The Murdock School, also known as Old Murdock High School, is an historic school building on Murdock Avenue in Winchendon, Massachusetts. Built in 1887 to a design by Henry M. Francis, it is the town's most architecturally elaborate school building. It served as the town's high school until 1961, and now houses the local council on the aging. The building was listed on the National Register of Historic Places in 1988.

==Description and history==
The former Murdock School building is located in the town center of Winchendon, on 2 acre flanking the west side of Monument Park, west of the commercial downtown area. It is 2-1/2 story masonry structure, built out of red brick and covered by a slate roof. It is richly detailed in the Romanesque style, with a gabled pavilion projecting from its front facade. Prominent features of the projecting section are a tall square tower at the right side, with a pyramidal roof topped by a copper finial and cross. The left side of the projection has a less tall chimney adorned with brick corbelling and covered by a copper cap. The main entrance is in the center of the projection, recessed under a wide round arch.

Problem 1: Using the passage on the Murdock School, decide whether each statement agrees with it, answering yes or no and quoting the words that settle it: (a) Henry M. Francis designed the building. (b) The building stopped serving as the town's high school in 1988. (c) The building has a copper roof.
Problem 2: According to the Murdock School passage, in what architectural style is the building richly detailed?
Problem 3: Write the next part of the passage about the Murdock School, starting after its final sentence.
The material that comes after the Murdock School text is not needed for anything asked here.

Source material:

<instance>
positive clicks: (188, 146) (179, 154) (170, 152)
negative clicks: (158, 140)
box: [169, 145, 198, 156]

Response box 1:
(a) Yes: "Built in 1887 to a design by Henry M. Francis."
(b) No: "It served as the town's high school until 1961."
(c) No: "built out of red brick and covered by a slate roof."

Response box 2: It is richly detailed in the Romanesque style.

Response box 3:
The school was built in 1887 with funds donated by Captain Ephraim Murdock, Jr., whose father had previously donated the Winchendon Academy building to the town, and was a friend of educator Horace Mann. Operation of the school was originally funded by a trust fund established by Murdock, providing a college preparatory education at no cost to Winchendon students, and was administered by the town's school committee. In the early 20th century, the trust fund began to run out of funds, and the town took over funding. The building served the town as a school building until 1962, when a new high school (now an elementary school) was built to the north. The Murdock School was remodeled in 1974 and reopened in 1975 as part of a "middle school complex" in which grades six, seven, and eight varied in location between the Murdock, Poland, and Amro W. Streeter school buildings.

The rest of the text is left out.